**Given problem**:
Identify every line in the records below that contains the word "grass", and copy each of those lines.

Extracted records
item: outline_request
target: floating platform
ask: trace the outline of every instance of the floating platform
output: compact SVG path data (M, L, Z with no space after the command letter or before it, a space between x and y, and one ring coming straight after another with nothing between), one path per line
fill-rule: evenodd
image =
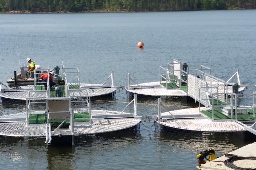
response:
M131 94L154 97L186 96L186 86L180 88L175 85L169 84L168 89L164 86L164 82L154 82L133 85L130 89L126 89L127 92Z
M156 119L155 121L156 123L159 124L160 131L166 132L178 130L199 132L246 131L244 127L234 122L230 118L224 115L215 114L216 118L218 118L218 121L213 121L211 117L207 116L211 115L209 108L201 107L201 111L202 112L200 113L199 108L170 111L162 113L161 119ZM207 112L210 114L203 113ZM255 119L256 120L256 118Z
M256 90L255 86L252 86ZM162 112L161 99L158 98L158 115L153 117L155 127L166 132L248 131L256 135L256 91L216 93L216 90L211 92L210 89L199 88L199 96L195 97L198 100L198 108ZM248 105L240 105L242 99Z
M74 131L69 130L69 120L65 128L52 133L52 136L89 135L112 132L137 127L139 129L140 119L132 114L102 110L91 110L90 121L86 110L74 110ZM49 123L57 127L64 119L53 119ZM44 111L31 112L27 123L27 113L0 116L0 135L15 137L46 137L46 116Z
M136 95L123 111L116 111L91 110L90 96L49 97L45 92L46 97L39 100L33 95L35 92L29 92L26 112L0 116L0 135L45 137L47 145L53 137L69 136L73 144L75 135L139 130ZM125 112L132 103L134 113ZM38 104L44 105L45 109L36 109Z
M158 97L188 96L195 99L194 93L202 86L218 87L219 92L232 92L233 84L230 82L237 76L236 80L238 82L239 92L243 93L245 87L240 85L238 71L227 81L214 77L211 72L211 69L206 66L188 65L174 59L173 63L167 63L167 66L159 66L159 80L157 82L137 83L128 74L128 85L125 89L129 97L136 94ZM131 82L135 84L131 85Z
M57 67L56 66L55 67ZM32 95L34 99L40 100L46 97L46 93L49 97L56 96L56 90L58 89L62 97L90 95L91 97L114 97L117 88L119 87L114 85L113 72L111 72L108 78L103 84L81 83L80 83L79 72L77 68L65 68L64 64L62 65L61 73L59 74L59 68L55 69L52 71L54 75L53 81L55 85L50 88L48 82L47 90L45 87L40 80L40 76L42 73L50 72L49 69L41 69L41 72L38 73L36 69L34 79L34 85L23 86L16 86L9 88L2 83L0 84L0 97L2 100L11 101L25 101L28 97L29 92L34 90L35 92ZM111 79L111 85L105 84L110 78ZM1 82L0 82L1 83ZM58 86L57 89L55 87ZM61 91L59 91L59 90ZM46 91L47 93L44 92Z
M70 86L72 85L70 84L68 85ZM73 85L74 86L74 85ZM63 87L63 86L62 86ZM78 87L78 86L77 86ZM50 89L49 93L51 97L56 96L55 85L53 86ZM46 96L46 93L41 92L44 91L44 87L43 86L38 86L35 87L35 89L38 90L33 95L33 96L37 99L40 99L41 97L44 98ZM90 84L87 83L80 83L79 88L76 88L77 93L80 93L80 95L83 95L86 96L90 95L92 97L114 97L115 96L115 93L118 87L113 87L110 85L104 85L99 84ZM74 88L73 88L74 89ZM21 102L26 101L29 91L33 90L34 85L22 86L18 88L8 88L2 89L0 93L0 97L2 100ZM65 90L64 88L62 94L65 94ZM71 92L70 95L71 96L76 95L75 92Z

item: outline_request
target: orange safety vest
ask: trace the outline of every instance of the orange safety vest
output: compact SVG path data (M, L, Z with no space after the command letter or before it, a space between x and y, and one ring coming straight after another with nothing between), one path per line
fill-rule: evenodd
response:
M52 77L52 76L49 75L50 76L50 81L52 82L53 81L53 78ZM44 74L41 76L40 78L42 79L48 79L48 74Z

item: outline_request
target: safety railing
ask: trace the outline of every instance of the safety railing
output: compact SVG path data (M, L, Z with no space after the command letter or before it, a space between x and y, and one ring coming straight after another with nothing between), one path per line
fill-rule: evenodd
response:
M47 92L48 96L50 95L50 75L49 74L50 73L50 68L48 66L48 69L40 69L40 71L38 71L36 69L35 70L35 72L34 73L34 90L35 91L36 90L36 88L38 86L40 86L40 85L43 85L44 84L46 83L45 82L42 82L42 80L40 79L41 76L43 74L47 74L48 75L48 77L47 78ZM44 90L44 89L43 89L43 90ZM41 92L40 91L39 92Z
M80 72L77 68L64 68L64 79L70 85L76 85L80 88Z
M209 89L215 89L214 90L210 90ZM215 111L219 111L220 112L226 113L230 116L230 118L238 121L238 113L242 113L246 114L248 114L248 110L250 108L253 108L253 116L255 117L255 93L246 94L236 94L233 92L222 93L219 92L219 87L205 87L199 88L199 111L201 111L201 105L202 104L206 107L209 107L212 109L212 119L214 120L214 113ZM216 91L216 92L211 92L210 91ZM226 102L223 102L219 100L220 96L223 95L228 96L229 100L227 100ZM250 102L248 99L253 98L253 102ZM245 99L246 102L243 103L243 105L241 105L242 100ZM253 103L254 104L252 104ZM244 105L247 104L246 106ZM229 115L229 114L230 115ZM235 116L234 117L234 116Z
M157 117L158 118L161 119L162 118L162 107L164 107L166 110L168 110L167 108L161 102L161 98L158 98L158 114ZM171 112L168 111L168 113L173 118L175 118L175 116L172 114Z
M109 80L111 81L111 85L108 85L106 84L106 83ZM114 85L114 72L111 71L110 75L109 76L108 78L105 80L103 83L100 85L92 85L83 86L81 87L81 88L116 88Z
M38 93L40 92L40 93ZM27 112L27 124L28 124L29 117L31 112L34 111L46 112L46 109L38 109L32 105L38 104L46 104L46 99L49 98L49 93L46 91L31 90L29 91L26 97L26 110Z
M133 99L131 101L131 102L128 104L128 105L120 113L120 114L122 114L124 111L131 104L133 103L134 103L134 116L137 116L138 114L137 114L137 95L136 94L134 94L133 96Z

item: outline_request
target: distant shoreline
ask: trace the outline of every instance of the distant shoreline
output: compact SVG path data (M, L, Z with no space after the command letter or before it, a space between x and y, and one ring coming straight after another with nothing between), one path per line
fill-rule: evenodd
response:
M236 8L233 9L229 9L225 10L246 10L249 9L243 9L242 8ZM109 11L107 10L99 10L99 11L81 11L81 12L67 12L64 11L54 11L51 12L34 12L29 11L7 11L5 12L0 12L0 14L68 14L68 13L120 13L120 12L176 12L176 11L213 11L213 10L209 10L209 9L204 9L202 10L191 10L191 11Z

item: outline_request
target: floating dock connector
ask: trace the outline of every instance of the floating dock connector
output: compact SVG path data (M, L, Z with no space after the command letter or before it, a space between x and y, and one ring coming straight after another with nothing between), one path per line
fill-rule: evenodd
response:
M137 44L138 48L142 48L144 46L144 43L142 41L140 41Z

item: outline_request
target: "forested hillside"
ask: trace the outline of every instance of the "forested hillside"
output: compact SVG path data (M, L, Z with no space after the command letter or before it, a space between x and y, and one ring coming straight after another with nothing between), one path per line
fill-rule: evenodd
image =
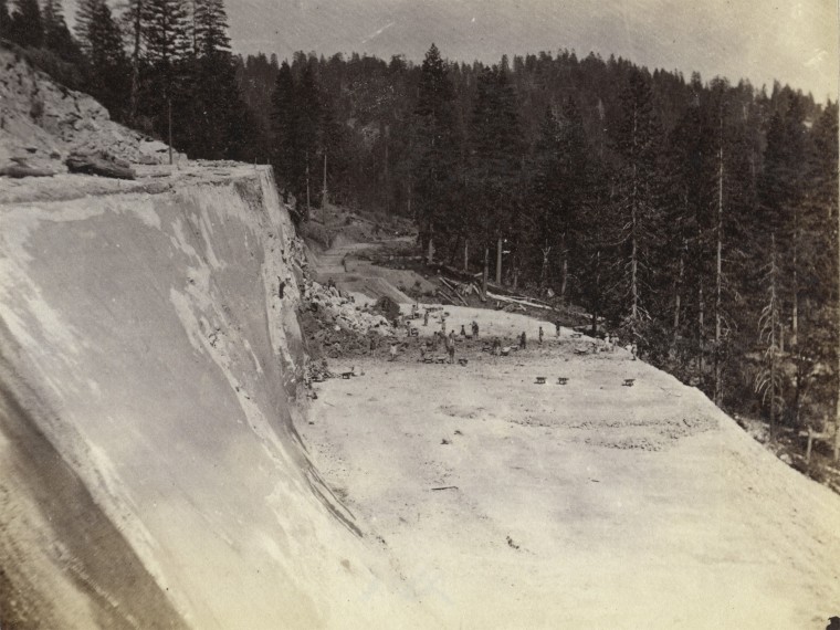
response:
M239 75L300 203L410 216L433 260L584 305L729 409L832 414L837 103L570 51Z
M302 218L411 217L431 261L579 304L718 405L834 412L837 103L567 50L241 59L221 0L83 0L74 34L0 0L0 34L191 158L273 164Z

---

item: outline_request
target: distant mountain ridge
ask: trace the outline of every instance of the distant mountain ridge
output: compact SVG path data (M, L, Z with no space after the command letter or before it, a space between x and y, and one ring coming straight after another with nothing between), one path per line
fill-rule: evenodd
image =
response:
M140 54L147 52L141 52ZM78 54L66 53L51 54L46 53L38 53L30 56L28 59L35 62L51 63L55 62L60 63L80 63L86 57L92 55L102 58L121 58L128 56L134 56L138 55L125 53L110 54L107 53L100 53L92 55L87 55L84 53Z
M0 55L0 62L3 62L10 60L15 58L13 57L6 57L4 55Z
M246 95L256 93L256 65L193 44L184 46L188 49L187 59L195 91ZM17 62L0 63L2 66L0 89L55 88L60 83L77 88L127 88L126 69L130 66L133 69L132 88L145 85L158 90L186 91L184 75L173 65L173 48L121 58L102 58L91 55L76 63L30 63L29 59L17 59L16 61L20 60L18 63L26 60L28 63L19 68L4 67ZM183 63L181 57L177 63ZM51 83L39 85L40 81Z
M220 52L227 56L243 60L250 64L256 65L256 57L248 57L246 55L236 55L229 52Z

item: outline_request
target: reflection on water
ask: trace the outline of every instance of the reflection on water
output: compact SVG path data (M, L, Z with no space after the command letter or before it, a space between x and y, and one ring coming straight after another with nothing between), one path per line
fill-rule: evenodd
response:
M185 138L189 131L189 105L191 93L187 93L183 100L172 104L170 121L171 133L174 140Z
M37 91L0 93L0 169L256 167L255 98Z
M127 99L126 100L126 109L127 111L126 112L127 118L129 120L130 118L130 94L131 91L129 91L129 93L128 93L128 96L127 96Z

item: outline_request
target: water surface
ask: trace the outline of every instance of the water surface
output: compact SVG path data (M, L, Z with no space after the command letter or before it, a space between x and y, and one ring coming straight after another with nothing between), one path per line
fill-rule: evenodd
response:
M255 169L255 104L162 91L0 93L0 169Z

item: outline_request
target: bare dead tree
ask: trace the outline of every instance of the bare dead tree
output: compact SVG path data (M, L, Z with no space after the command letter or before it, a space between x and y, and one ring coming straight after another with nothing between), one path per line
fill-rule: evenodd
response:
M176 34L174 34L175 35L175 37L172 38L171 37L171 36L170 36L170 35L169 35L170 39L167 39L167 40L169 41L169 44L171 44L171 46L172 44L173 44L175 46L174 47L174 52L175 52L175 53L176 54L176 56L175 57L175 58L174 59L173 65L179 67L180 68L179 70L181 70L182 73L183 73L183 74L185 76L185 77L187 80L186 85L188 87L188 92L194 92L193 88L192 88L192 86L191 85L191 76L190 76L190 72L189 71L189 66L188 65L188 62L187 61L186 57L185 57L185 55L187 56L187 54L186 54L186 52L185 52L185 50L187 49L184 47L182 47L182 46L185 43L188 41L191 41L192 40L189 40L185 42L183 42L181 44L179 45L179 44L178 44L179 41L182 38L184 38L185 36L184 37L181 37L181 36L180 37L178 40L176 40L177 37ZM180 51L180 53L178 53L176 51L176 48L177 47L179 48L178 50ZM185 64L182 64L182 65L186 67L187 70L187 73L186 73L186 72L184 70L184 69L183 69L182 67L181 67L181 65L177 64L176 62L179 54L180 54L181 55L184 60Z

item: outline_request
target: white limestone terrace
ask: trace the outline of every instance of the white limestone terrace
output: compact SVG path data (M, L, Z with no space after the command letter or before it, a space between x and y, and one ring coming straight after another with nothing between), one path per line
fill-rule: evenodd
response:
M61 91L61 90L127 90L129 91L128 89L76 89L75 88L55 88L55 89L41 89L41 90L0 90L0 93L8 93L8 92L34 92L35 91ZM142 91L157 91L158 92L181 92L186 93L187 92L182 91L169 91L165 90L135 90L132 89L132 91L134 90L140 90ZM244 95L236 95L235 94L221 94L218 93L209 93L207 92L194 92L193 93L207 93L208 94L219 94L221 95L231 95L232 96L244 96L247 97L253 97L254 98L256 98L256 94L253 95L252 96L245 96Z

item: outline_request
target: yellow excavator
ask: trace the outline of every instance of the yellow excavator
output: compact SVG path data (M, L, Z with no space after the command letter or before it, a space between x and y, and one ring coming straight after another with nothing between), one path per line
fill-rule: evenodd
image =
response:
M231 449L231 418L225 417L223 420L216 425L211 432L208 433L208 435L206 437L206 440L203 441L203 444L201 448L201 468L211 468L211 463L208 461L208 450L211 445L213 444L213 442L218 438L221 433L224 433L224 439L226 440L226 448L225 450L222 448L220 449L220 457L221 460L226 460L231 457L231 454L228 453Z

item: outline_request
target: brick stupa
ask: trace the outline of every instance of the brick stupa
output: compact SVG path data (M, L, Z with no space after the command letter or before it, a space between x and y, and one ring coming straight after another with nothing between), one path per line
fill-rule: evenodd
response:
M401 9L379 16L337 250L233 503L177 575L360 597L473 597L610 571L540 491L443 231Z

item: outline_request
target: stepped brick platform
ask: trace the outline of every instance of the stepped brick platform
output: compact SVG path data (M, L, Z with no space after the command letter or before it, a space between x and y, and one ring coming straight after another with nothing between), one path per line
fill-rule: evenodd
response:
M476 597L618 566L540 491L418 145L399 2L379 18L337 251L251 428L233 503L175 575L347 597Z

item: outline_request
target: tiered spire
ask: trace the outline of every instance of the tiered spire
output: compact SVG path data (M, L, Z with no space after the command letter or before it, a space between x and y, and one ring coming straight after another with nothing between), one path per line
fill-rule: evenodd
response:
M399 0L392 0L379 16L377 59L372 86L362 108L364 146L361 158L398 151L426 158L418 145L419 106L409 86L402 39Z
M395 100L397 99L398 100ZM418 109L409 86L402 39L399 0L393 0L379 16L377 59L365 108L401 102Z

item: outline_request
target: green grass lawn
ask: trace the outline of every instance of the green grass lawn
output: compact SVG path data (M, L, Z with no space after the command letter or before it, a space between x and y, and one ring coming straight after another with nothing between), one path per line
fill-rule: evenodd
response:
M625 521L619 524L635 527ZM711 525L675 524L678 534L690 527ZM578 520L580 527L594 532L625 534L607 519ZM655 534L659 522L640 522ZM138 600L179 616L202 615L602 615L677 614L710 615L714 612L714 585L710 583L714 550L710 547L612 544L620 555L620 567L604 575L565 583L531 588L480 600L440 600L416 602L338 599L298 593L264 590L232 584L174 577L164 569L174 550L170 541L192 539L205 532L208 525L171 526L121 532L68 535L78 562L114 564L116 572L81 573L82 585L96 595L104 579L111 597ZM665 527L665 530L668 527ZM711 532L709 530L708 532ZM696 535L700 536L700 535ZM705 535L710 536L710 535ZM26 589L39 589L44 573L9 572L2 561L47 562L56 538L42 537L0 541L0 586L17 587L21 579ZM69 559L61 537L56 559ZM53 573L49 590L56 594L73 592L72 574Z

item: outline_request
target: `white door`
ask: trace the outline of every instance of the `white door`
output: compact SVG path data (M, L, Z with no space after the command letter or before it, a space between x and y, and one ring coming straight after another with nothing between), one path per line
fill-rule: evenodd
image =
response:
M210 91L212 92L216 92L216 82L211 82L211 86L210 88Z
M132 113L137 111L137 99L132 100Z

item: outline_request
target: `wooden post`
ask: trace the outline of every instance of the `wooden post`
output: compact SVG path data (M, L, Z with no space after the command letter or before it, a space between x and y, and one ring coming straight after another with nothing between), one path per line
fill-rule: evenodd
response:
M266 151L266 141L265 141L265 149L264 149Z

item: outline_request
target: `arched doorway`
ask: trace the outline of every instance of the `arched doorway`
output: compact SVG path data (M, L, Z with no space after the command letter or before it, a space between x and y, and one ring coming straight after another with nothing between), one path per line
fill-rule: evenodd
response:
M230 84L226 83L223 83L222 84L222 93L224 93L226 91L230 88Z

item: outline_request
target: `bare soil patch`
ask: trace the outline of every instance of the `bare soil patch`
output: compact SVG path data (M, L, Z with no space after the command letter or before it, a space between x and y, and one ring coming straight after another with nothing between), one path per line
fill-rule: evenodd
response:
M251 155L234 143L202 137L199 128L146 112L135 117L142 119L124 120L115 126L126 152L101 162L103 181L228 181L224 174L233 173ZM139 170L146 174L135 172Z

**Reply to the task**:
target: green grass lawn
ask: trace the outline of every instance of the green grass lawn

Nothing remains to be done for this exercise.